Copy out word for word the lines of the material below, beginning at the line that contains "of the green" and stopping after the line that contains "Target: metal handrail".

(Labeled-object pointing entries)
:::::

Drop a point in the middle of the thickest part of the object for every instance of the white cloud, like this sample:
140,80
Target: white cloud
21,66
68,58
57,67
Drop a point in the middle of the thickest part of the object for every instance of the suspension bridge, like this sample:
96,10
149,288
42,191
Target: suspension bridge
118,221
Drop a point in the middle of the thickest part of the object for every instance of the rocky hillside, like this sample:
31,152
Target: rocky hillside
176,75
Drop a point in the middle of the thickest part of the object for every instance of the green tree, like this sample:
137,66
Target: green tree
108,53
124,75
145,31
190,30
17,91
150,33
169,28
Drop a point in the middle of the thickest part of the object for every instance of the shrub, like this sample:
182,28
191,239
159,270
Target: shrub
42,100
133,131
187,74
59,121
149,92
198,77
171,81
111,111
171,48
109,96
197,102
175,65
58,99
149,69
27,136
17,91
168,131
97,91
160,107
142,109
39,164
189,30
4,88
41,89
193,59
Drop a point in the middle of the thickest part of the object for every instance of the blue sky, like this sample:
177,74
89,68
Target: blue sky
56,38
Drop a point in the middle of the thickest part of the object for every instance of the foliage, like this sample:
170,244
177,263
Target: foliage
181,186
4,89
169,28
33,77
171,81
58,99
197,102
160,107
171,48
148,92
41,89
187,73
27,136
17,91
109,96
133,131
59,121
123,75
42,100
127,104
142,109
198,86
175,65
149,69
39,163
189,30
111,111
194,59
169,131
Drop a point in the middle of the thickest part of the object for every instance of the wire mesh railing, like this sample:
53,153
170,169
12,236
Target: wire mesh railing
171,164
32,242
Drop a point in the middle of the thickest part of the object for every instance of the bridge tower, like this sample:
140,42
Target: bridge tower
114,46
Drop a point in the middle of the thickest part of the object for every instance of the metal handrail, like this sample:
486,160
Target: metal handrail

:::::

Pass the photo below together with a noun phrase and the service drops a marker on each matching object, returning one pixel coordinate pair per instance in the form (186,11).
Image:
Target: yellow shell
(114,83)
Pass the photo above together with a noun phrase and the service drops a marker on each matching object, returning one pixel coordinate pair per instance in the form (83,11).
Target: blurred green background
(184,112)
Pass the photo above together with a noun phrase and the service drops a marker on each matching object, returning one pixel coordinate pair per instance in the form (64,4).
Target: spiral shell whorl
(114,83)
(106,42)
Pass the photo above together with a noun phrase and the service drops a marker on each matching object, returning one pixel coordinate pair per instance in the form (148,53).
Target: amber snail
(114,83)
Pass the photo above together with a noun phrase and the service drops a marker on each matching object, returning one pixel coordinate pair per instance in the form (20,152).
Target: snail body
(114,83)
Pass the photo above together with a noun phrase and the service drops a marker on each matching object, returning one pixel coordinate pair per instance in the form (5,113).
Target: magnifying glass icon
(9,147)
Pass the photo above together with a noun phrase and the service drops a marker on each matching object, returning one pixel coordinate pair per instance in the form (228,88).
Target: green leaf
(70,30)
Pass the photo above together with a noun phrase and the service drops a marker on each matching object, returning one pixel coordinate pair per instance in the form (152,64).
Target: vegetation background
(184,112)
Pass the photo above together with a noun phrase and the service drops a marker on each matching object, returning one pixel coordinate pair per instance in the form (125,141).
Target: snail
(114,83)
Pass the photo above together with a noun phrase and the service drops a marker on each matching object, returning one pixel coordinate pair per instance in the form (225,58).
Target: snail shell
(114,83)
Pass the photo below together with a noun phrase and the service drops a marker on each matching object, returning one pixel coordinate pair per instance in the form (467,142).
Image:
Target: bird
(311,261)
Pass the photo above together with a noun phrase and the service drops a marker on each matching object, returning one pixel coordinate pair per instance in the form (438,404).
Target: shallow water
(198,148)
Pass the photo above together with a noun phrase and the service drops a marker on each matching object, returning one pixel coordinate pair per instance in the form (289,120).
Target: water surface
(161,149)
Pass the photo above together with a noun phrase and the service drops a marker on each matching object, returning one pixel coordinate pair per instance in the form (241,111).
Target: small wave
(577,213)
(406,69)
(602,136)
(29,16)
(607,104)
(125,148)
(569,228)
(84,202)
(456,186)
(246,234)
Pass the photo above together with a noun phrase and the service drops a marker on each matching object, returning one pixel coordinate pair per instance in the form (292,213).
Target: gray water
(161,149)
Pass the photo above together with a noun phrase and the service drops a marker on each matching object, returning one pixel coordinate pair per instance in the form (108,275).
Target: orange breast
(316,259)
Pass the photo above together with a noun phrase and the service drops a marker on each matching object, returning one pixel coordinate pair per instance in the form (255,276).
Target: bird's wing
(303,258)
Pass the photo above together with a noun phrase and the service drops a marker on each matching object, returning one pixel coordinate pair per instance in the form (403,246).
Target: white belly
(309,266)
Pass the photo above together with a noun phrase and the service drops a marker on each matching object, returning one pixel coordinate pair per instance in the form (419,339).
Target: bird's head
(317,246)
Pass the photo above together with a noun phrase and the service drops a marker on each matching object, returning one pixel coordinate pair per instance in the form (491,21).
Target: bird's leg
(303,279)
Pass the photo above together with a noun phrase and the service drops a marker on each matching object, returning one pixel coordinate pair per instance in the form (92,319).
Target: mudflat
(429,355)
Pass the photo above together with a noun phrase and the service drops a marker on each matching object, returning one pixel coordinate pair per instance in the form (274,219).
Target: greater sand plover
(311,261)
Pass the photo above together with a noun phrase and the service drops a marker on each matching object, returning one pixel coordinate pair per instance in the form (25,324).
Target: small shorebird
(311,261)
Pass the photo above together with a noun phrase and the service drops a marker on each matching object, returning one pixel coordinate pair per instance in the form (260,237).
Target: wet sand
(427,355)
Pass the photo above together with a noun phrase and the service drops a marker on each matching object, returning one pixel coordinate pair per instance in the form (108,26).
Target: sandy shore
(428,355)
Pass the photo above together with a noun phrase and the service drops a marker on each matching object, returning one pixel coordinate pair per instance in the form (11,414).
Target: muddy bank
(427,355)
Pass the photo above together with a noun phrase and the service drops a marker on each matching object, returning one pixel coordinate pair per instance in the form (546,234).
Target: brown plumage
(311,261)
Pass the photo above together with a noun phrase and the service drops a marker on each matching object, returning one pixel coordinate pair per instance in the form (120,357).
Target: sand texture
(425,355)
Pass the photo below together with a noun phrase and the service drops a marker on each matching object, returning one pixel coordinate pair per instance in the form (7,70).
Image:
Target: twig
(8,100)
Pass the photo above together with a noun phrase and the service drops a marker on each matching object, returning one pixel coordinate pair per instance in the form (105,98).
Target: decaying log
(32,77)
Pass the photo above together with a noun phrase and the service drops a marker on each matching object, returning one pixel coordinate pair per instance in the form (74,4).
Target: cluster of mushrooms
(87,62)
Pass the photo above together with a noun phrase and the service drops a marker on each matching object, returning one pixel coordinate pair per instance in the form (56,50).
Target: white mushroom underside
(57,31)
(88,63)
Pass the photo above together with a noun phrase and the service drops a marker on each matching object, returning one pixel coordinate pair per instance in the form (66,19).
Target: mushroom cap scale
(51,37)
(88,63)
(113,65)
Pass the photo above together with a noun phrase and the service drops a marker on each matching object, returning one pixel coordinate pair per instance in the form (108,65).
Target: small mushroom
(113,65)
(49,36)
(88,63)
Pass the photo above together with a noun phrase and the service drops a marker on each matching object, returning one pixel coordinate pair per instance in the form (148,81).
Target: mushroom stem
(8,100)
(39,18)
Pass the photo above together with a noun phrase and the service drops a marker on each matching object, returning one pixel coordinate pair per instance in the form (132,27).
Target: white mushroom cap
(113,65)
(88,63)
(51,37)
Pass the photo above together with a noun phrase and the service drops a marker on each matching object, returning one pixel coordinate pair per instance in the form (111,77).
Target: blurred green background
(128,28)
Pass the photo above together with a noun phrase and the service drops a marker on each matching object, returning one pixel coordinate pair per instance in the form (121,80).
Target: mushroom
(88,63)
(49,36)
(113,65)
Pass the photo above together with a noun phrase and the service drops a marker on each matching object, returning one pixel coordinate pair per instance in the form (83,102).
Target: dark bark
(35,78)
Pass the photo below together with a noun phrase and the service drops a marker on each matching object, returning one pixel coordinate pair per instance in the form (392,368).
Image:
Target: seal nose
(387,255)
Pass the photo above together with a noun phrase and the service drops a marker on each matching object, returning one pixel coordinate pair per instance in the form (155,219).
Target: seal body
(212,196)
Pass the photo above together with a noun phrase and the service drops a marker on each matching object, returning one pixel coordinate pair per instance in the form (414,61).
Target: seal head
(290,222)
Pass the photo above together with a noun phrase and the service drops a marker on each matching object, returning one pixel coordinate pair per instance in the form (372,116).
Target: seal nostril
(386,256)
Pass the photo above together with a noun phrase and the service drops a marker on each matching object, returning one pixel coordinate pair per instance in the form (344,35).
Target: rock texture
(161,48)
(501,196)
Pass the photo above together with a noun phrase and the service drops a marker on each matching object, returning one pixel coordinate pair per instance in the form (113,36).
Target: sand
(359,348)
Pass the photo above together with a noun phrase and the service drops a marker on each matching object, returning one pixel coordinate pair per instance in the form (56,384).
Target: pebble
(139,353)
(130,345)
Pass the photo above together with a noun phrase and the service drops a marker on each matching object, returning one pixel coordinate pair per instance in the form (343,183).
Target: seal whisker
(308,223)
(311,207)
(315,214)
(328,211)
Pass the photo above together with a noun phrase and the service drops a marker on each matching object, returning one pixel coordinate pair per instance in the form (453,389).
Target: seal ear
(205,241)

:::::

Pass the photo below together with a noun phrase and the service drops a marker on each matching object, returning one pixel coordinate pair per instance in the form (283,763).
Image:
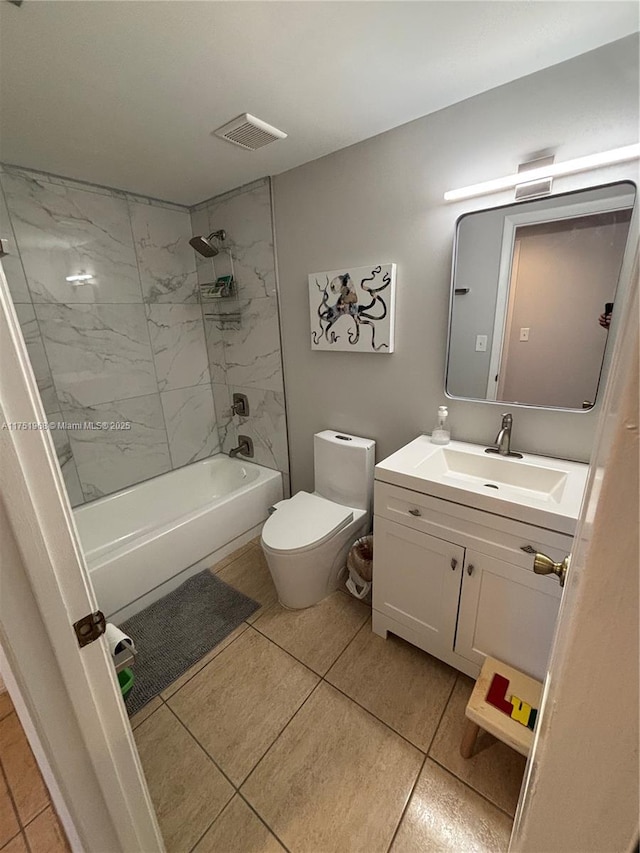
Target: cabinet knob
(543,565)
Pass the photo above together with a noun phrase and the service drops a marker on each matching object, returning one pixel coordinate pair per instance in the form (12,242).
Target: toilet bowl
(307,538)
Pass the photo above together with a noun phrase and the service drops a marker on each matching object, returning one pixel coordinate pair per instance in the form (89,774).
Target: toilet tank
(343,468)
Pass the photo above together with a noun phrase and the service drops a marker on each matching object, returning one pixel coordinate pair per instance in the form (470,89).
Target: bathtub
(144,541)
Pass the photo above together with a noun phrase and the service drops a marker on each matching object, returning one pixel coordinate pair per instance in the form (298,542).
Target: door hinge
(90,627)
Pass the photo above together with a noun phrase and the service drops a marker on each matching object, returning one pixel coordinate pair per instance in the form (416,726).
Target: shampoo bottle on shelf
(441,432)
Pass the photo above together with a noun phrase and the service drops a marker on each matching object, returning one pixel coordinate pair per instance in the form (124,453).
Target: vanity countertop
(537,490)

:::::

▶ _Task output_:
Drop a point in the middle of the thickest part of the object for every instance of the green tree, like this sample:
137,66
Target: green tree
108,53
124,75
145,31
190,30
17,91
150,33
169,28
Drop a point in the middle of the thickest part of the object for every instance of the shrub, like this sample:
182,28
191,239
159,270
Target: shrub
42,100
133,131
187,74
59,121
149,92
198,77
171,81
111,111
171,48
109,96
197,102
175,65
58,99
149,69
27,136
17,91
168,131
97,91
160,107
142,109
39,164
189,30
4,88
41,89
193,59
Drop a point in the middle of the thickest part of the object for every instance of the blue sky, like this sample:
177,74
89,68
Target: blue sky
56,38
Drop a point in the middle of the thickest part of the object for every instance of the foliage, like this sample:
170,244
177,263
Target: foliage
181,186
4,89
169,28
33,77
171,81
58,99
197,102
160,107
171,48
148,92
41,89
187,73
27,136
17,91
109,96
133,131
59,121
123,75
42,100
127,104
142,109
198,86
175,65
149,69
39,163
189,30
111,111
194,59
169,131
Drop a point in the middle of the thickest part of the object for every instance of the wire mesh railing, like this sample:
53,153
170,169
12,236
Target: wire mesh railing
171,164
32,242
Drop a point in the middle of the thickest part of the object for every instance of the bridge tower, like this sample:
140,42
Target: bridge tower
114,46
Drop a point in the middle of the thickest part of the object for every instance of the metal handrail, like this sample:
486,160
Target: metal handrail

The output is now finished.